3a. Vivaria. Vivaria are adapted from all glass aquaria; these are easy to clean and sterilize, although silicone cement and plastic retaining frames may react with certain cleansers or disinfectants.

3b. Vivarium size and design. The sizes of vivaria are dictated by the nature of specific experiments and no generalization can be made about them because of the profoundly different Umwelt (sensory world) of reptiles (Delong, Greenberg, and Keaney 1986); size must be ascertained empirically using indications of stress (below) as a guide. Cages employed successfully in past studies range from 1 gallon glass jars through 60 gallon modified glass aquaria, and even very large glass fronted museum display cabinets.

If reproductive function is a consideration, animals are to be placed in relatively small habitats under conditions known to initiate and maintain gonadal recrudescence throughout the year (Crews and Garrick, 1980; Crews, Rosenblatt, and Lehrman 1973; Licht 1967, 1971). If not housed individually, male dominance aggression will compete with reproductive activities and can retard gonadal development in losing males and nearby females (Crews, Rosenblatt, and Lehrman 1973). Careful attention to microclimate is important (see Section 4, below)

The development of naturalistic, ethologically valid habitats was described by Greenberg (1978b) and involves, briefly, successive reductions in habitat complexity beginning from a starting point approximating conditions in the field, until the least complex environment in which the animal manifests the behavior of interest is attained. Such behavior is invariably precluded by even mild physiological stress which, in this species, is immediately manifest in altered body color (see below). Ordinarily, subjects are isolated in 3-5 gallon glass vivaria, and maintained in pairs or triplets in 10 gallon vivaria. Group living is permitted in larger cages but never exceeding a population density of 1 subject per “gallon” of space with perches provided to allow subjects to maintain at least one body length (approximately 60 mm, snout-to-vent) between them. Large cages often result in more social strife than small cages, apparently because “subordinate” behavior is reinforced in small but large tanks; the effect can, however, be ameliorated by visual barriers.

3c. Substrate. Sphagnum (long stems, provided sterilized by any good nursery) is the substrate of choice. Sphagnum moss is relatively expensive but absorbs water enthusiastically, is slightly antiseptic, and easy to sterilize (autoclave) and reuse; further, it gives partial cover to live prey that compel lizards to be alert and attentive in order to feed. Sphagnum substrate is to be sterilized before being reused or whenever the individuals maintained in the habitat are changed.

Avoid substrate that provides dust or small particles that might be accidentally ingested with prey or irritate eyes (puffed clay (“kitty litter”), vermiculite, crushed mica, and playbox sand). Sterilized soil, pea gravel, or coarse sand are little better. These and other common animal substrates such as wood or corncob shavings may cause mouth irritations which can lead to stomatitis, digestive tract impactions, and cloacal irritations.

> _Task_: Write what comes next in the passage above on housing lizards in glass vivaria.

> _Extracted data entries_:
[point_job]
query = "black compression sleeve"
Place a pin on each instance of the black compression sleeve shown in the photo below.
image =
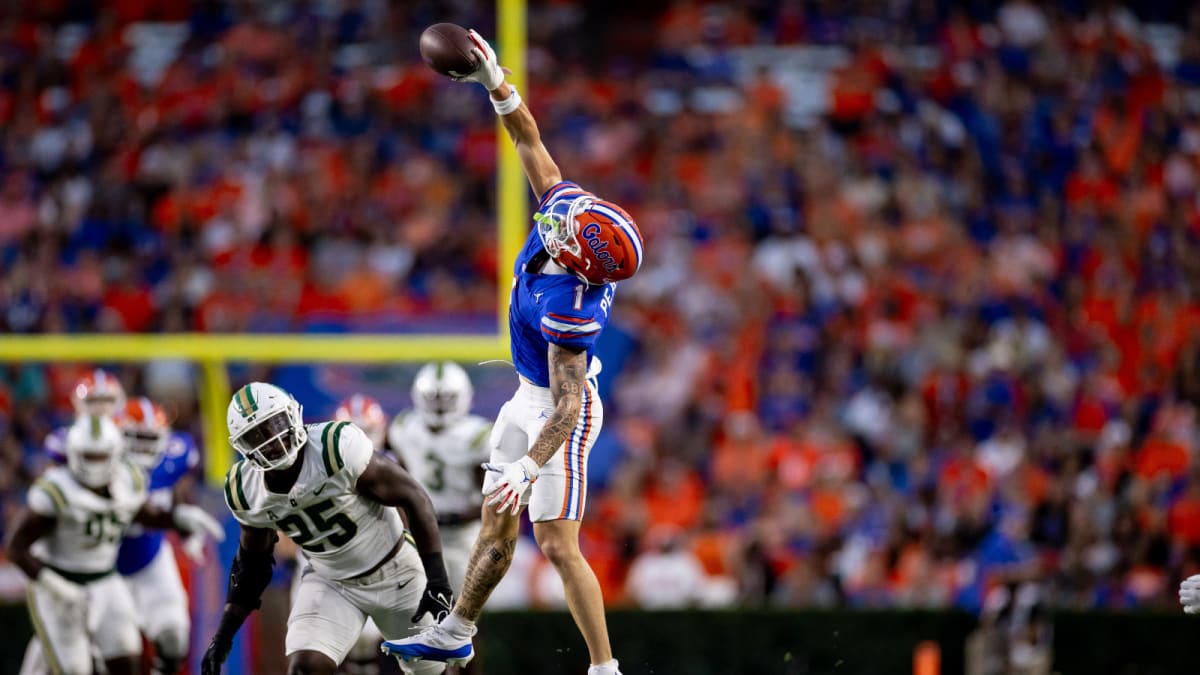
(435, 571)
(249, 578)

==

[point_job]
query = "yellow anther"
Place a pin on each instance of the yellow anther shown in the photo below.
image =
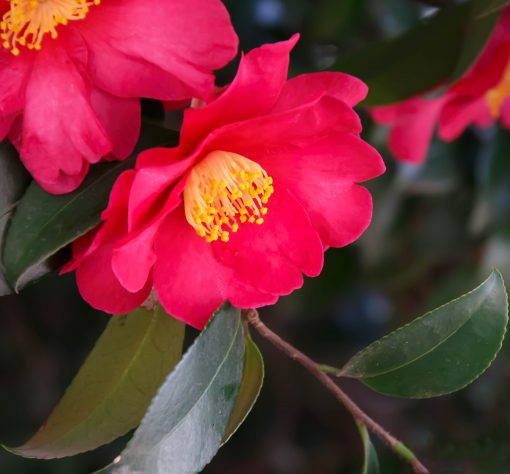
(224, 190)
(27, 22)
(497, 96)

---

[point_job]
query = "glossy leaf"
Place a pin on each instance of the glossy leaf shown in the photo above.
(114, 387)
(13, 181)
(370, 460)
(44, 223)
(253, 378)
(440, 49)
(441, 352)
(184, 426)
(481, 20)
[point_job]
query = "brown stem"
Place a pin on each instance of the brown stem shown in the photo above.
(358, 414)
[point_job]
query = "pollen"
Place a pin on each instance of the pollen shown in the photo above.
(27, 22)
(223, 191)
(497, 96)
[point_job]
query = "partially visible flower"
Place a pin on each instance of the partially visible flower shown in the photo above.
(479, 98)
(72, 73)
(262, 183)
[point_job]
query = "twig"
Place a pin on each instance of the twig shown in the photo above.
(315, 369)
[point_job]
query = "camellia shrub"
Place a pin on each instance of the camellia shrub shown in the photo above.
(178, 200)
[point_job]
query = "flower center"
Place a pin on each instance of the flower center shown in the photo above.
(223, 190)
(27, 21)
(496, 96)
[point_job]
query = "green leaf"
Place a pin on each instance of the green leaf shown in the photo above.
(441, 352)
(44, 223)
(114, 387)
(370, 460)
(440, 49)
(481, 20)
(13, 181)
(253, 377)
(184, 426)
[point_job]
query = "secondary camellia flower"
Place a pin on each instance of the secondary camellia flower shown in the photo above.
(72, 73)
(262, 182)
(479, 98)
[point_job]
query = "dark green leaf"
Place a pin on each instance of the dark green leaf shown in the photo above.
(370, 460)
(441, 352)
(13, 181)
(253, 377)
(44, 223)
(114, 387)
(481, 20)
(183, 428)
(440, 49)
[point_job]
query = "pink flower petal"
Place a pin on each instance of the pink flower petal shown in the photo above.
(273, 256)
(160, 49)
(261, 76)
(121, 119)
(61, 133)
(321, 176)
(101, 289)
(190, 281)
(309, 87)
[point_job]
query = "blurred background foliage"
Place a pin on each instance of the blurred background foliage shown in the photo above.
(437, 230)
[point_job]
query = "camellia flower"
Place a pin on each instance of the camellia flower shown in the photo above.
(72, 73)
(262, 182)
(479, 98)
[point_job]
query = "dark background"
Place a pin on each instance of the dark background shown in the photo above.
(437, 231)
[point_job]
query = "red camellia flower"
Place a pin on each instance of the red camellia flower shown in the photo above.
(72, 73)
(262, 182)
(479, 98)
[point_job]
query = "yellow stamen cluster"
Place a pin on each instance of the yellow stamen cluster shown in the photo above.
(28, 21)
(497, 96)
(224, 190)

> _Result below_:
3d. Perches. Lizards can perch on glass walls, but seek more naturalistic sites when they are available, a habit which facilitates their distribution in the habitat. Stone surfaces, such as rough rocks, brick or cinderblock are effective, but crevices are sought when available. Natural bark, twigs, and houseplants also provide effective perch-sites that are attractive and naturalistic. Perch selection is, however, a significant dependent variable in many experiments (e.g., Greenberg and Crews 1990), requiring that subjects be provided with standardized water-resistant sticks, placed diagonally between the substrate and the wall of the cage in a manner to facilitate observations. Generally we use oak; aromatic woods while resistant to prolonged intensive use and frequent cleaning may compromise experiments that involve chemosensory variables. Normally, the inside glass surfaces of cages are spayed with non- toxic (“food-grade”) silicon to force lizards to use only those perches provided by the caregiver or specified by the experiment. Plastic plants may be used if you are confident they will not emit toxic fumes in humid cages; “silk” plants may be stiffened with water-soluble toxic substances that are ingested as lizards lick water from them.

3e. Cleaning. Lizards produce relatively dry feces, much like birds. There is evidence that many species utilize chemical stimuli incorporated into secreted or eliminated substances for social signals. A. carolinensis is constantly testing its environment with tongue-licks (Greenberg 1985). Ordinarily, a moderate accumulation of fecal material may ameliorate cage-novelty-induced stress. It is certainly less stressful than the intrusions of too-frequent cleaning. For cleaning, perches should be rapidly replaced with prepared replacements. Cleaning agents that leave a residue must be avoided.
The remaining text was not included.